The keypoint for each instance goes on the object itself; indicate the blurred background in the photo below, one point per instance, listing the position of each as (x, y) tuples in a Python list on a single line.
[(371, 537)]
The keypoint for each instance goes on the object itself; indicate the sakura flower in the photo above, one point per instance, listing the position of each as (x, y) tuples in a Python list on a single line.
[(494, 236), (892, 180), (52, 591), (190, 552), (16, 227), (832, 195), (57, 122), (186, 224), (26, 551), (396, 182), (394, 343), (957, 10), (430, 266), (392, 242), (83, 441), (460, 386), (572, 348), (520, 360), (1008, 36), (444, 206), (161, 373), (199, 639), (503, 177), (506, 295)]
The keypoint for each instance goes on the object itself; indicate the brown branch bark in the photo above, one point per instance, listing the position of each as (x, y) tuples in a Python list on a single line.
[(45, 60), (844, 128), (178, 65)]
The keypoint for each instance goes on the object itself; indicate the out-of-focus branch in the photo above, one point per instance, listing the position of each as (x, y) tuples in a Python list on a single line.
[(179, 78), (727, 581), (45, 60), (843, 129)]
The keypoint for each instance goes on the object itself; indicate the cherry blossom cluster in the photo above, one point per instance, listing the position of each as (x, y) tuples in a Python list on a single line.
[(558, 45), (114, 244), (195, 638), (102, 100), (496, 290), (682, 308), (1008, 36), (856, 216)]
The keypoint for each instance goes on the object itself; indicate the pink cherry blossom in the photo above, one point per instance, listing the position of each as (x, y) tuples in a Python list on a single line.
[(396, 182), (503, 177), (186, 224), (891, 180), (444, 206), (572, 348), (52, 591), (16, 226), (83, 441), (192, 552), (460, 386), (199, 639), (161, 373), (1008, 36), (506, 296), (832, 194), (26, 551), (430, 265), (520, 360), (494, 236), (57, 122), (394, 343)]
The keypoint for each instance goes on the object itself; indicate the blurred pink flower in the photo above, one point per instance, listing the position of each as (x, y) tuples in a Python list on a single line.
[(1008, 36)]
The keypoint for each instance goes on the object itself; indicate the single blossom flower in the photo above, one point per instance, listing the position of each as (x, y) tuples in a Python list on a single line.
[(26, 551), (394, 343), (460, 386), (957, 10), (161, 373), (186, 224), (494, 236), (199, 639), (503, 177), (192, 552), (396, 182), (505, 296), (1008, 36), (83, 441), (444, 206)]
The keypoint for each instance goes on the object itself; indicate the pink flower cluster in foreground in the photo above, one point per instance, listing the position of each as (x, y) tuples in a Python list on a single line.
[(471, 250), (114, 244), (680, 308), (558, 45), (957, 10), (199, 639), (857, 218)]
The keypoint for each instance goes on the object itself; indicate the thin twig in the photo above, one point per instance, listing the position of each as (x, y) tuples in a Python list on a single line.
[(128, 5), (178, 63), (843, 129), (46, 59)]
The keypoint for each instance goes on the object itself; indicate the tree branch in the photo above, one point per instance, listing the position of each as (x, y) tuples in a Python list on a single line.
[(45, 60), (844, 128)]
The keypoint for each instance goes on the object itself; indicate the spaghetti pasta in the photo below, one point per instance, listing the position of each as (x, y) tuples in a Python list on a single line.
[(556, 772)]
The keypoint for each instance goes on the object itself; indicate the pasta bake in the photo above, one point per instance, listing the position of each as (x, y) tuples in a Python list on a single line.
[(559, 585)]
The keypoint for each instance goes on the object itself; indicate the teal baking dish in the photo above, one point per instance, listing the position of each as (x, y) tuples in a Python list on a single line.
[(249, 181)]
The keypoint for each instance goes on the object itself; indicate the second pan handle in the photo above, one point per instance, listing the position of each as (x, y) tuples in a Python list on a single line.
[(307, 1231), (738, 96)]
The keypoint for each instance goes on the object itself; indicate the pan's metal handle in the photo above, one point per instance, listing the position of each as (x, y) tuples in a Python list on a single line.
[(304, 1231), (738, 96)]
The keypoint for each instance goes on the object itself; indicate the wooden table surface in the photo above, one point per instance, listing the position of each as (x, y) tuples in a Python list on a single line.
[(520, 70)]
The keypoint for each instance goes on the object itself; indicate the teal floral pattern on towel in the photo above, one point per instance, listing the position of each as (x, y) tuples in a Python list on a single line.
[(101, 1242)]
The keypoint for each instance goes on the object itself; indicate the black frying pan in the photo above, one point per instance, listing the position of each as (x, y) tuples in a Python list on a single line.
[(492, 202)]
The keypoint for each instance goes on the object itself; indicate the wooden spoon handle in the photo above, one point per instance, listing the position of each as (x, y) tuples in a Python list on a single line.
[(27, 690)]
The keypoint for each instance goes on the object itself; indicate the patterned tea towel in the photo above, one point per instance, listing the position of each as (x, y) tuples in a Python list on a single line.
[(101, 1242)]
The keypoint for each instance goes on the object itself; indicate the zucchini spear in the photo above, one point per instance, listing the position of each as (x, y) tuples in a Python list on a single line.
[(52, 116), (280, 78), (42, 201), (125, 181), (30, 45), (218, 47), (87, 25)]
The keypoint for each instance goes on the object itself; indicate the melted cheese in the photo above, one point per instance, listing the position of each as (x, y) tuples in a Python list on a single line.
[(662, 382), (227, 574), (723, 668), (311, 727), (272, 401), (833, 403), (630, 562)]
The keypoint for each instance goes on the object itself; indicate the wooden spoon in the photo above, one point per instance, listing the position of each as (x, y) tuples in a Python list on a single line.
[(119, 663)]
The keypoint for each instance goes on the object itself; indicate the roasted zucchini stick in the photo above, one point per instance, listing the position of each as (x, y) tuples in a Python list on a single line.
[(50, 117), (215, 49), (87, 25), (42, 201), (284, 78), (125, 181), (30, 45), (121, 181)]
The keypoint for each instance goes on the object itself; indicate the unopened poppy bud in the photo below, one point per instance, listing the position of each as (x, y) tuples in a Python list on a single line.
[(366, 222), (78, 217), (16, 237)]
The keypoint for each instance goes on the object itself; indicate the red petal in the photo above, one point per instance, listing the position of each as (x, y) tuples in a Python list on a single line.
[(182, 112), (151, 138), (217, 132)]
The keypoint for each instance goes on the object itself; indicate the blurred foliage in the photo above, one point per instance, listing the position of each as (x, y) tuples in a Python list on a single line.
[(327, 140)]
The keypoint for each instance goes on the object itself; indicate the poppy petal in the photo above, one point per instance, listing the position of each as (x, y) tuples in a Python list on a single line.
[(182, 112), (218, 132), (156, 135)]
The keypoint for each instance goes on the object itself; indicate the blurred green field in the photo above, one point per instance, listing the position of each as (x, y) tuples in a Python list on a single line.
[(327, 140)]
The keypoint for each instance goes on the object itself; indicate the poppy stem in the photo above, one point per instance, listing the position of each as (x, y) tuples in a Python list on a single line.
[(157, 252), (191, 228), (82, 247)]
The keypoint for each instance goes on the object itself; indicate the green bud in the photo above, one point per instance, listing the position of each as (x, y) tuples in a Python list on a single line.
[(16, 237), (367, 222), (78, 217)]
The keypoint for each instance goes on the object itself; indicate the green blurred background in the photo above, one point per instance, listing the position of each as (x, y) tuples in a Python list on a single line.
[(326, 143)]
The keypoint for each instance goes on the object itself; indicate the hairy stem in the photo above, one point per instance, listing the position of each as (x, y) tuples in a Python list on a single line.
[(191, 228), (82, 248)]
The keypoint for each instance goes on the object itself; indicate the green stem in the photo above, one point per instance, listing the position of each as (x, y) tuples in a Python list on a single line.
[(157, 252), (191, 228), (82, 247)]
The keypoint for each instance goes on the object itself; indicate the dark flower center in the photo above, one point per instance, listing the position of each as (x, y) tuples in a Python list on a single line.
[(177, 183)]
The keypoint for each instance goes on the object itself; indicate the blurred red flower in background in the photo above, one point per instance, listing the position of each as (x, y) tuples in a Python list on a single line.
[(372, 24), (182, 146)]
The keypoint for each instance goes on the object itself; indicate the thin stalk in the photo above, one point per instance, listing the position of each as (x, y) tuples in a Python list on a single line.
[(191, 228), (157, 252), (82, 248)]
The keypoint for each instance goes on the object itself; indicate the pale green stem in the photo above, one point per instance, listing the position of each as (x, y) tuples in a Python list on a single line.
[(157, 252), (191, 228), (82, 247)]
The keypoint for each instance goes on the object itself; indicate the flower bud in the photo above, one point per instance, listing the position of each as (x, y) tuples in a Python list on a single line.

INSTRUCTION
Extract, verbatim, the lines from the one containing "the blurred red" through the last line of the listing above.

EXERCISE ANSWER
The keypoint for each instance goes on the object itself; indicate the blurred red flower in background in the photo above, one point per instance, listing the position of each as (x, y) tuples in a Python list on a single line.
[(372, 24), (182, 146)]
The keypoint for each instance goes on the object itself; indicate the thin stalk in the photo above, one point per instance, listing the position of each as (x, y) tuples in a Python list on a single line.
[(191, 228), (157, 252), (82, 248)]
The keypoint for each instance goes on the object itself; indicate the pale green stem in the photo above, one point per instance, listing the position of each as (x, y) tuples in a Python list on a single line.
[(157, 252), (191, 228), (82, 247)]
The keypoint for each instance goes on the object itself; indicate the flower bud in the photo above, one point per instance, listing the position of each as (x, y) tuples in a Python list on a single line.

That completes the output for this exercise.